** BEGIN Excerpt **

The Food Labeling Modernization Act is being introduced by three congressional Democrats: Sen. Richard Blumenthal (CT), Rep. Rosa DeLauro (CT) and Rep. Frank Pallone, Jr. (NJ).
The legislators and representatives from the Center for Science in the Public Interest and Consumers Union held a press conference today to unveil the bill.
The bill's sponsors argue that major labeling requirements, last updated in 1990 (or in some cases in 1938), are in need of major changes to deliver the consistent, clear information that Americans need to combat the obesity crisis and make healthier choices.
The bill would direct the Secretary of Health and Human Services to establish a single, standard front-of-package nutrition labeling system for all food products that are required to carry nutrition labeling.
It would also:
*Set definitions for the terms "healthy" and "natural."
*Require that any product using the "whole grain" claim conspicuously post the amount of whole grain (as a percentage of total grain) on the label.

** END Excerpt **

● Complete the following
(a) Extract the part of the passage on the Food Labeling Modernization Act from "The bill would" up to and including "on the label.".
(b) In the passage on the Food Labeling Modernization Act, which official would the bill direct to establish a standard front-of-package nutrition labeling system?
(c) Carry on the passage about the Food Labeling Modernization Act from the point where it stops.
The lines after this passage aren't needed for anything here.

** BEGIN Entries provided **

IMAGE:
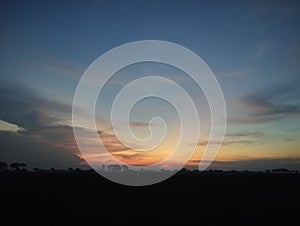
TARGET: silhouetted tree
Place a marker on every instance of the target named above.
(3, 166)
(124, 167)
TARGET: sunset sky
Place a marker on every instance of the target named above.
(253, 48)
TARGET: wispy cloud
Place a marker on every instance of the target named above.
(64, 67)
(243, 138)
(268, 105)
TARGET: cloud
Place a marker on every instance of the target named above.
(244, 138)
(253, 164)
(9, 127)
(63, 67)
(269, 105)
(42, 134)
(233, 73)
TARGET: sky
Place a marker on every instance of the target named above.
(253, 48)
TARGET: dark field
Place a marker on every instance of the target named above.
(209, 198)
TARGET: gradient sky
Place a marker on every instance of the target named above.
(253, 47)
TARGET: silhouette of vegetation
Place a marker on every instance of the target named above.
(213, 197)
(3, 166)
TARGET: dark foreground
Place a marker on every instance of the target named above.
(85, 198)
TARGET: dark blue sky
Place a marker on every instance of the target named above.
(253, 48)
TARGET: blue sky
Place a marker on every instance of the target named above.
(253, 48)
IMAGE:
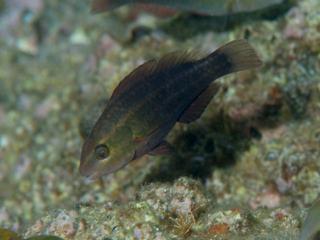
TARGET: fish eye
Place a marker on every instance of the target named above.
(101, 152)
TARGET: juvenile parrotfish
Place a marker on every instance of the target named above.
(206, 7)
(150, 100)
(311, 226)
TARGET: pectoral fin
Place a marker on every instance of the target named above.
(197, 107)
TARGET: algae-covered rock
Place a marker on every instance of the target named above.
(6, 234)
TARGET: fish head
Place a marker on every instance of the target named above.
(102, 156)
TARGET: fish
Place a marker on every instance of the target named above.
(311, 226)
(205, 7)
(148, 102)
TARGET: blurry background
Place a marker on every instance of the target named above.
(248, 167)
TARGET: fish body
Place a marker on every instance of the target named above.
(311, 226)
(207, 7)
(150, 100)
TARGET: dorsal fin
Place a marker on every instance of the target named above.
(197, 107)
(150, 67)
(135, 76)
(98, 6)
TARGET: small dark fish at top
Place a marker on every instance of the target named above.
(150, 100)
(205, 7)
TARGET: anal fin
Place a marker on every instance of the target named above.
(197, 107)
(163, 148)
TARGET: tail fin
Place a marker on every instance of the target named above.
(235, 56)
(98, 6)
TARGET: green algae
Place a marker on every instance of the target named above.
(256, 188)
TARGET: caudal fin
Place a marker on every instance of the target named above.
(235, 56)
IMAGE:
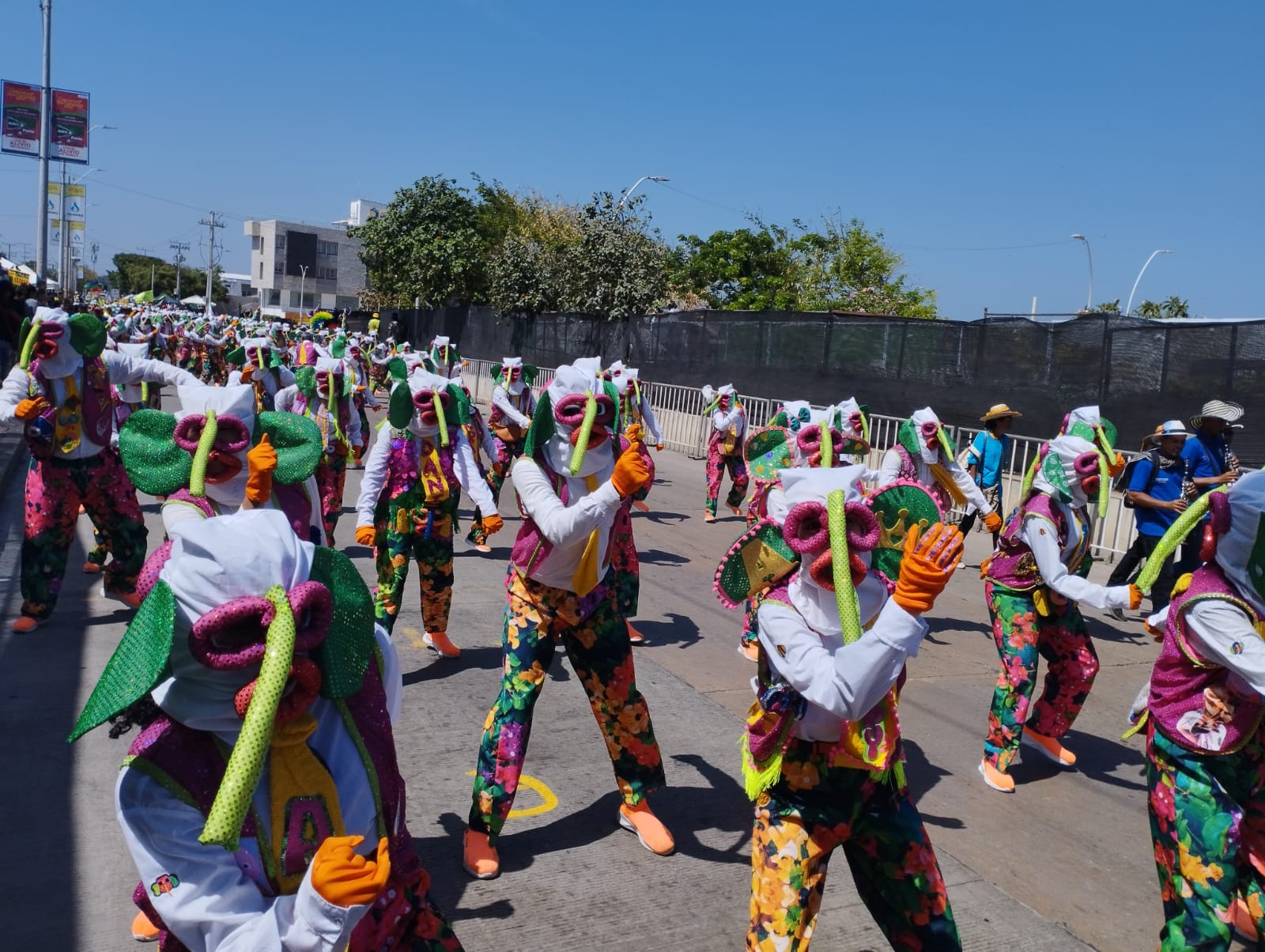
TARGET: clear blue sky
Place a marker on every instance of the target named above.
(961, 130)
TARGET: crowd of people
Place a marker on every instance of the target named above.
(261, 799)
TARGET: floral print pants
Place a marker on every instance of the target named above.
(815, 808)
(1072, 665)
(55, 490)
(406, 527)
(1208, 829)
(598, 644)
(716, 466)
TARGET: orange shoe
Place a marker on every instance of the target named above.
(480, 857)
(438, 642)
(651, 833)
(143, 929)
(999, 780)
(1049, 749)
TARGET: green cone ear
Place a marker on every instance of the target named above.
(88, 336)
(137, 665)
(296, 440)
(305, 379)
(345, 656)
(147, 444)
(542, 428)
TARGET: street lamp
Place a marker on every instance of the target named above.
(643, 179)
(1089, 255)
(1129, 308)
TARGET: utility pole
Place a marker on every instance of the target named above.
(46, 118)
(180, 260)
(212, 225)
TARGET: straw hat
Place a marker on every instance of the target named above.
(999, 412)
(1220, 409)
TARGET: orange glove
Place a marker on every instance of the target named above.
(31, 408)
(927, 568)
(261, 463)
(343, 878)
(630, 471)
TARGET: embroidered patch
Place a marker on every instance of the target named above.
(164, 884)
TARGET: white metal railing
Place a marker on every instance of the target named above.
(680, 412)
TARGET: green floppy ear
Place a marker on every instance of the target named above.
(542, 428)
(147, 444)
(88, 336)
(400, 406)
(345, 656)
(137, 665)
(296, 440)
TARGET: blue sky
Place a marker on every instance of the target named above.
(977, 136)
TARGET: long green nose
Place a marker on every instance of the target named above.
(198, 476)
(246, 764)
(845, 595)
(586, 432)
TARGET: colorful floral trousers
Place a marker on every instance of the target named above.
(406, 527)
(716, 466)
(598, 644)
(816, 807)
(330, 478)
(1208, 829)
(1072, 665)
(55, 490)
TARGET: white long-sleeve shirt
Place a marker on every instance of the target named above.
(120, 370)
(379, 461)
(1052, 562)
(218, 905)
(839, 682)
(567, 527)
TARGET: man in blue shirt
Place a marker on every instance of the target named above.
(1155, 493)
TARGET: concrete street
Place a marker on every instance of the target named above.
(1064, 863)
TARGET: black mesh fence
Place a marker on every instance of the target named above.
(1138, 371)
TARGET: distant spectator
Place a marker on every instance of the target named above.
(1154, 486)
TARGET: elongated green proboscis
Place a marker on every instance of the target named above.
(198, 476)
(29, 345)
(586, 432)
(443, 419)
(246, 764)
(1174, 537)
(845, 595)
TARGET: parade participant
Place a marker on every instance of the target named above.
(60, 393)
(408, 501)
(925, 455)
(571, 482)
(262, 803)
(821, 755)
(512, 409)
(1033, 584)
(320, 393)
(259, 365)
(725, 448)
(1205, 707)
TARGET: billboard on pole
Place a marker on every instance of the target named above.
(69, 133)
(19, 118)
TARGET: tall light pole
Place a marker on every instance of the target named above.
(1089, 303)
(643, 179)
(1129, 308)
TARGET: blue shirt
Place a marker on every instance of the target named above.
(988, 453)
(1167, 488)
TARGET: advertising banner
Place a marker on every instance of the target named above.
(19, 118)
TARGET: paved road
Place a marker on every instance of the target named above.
(1062, 865)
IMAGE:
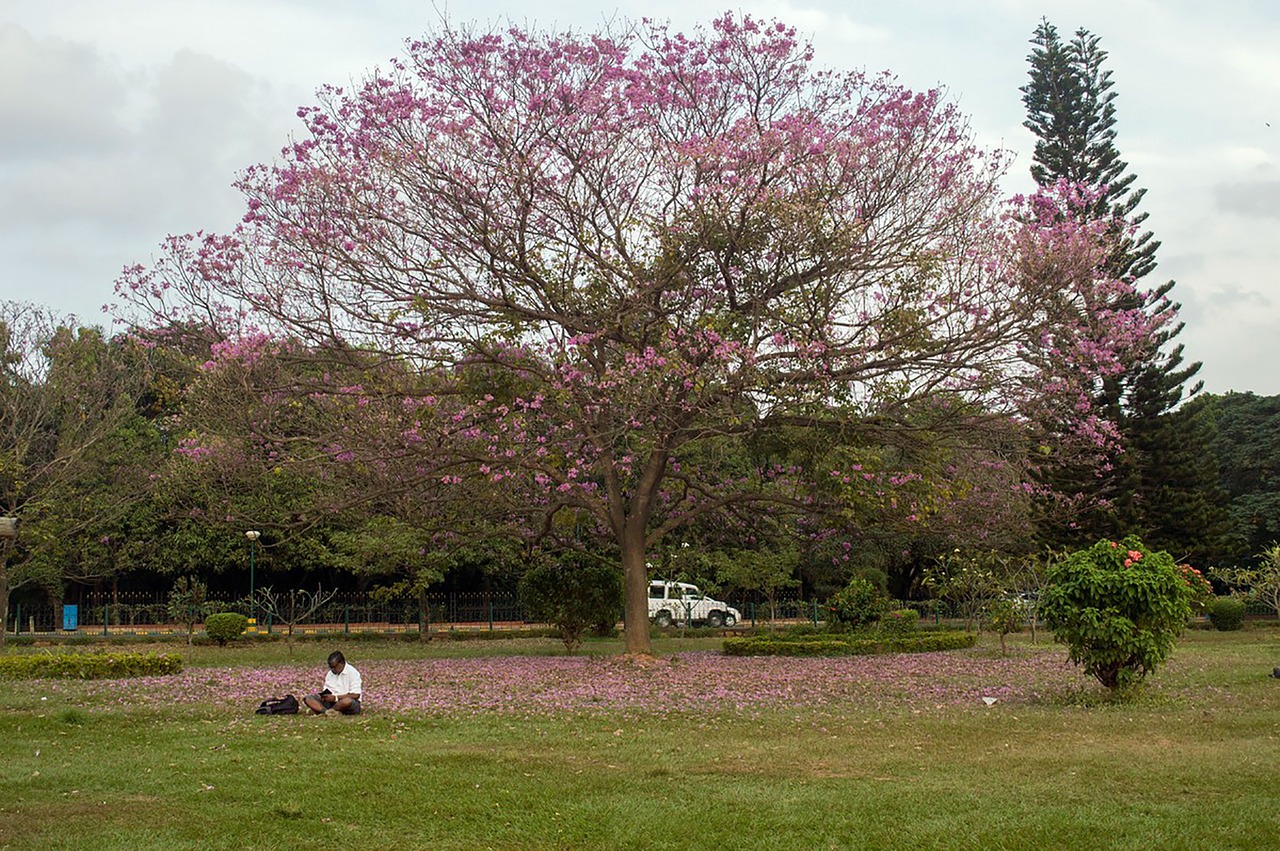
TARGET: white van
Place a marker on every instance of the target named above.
(684, 603)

** END Entries provided **

● Responses to the tasks
(a)
The bill would direct the Secretary of Health and Human Services to establish a single, standard front-of-package nutrition labeling system for all food products that are required to carry nutrition labeling.
It would also:
*Set definitions for the terms "healthy" and "natural."
*Require that any product using the "whole grain" claim conspicuously post the amount of whole grain (as a percentage of total grain) on the label.

(b) The Secretary of Health and Human Services.

(c)
*Require the daily values for calories and sugar, as well as the amount of any artificial sweeteners, to be listed on the Nutrition Facts Panel.
*Require any product containing an amount of food reasonably consumed on a single occasion to state on the label that a single package contains one serving size.
*Require disclosure of the amount of caffeine in the product, if it exceeeds 10 milligrams.
*Require the Secretary to issue comprehensive guidance for industry clarifying the scientific support needed to prevent false or misleading information for a "structure/function" claim for a conventional food. (Detailed guidance on this already exists for dietary supplements, which are not addressed in this new bill.) The law would also give the Secretary the legal authority to compel food companies to turn over their substantiation documents.
(A mock-up of the how the revised Ingredients Facts label would look under the proposal is shown above.)
Based on history, the proposal is bound to set off another round of battles between its backers and food makers.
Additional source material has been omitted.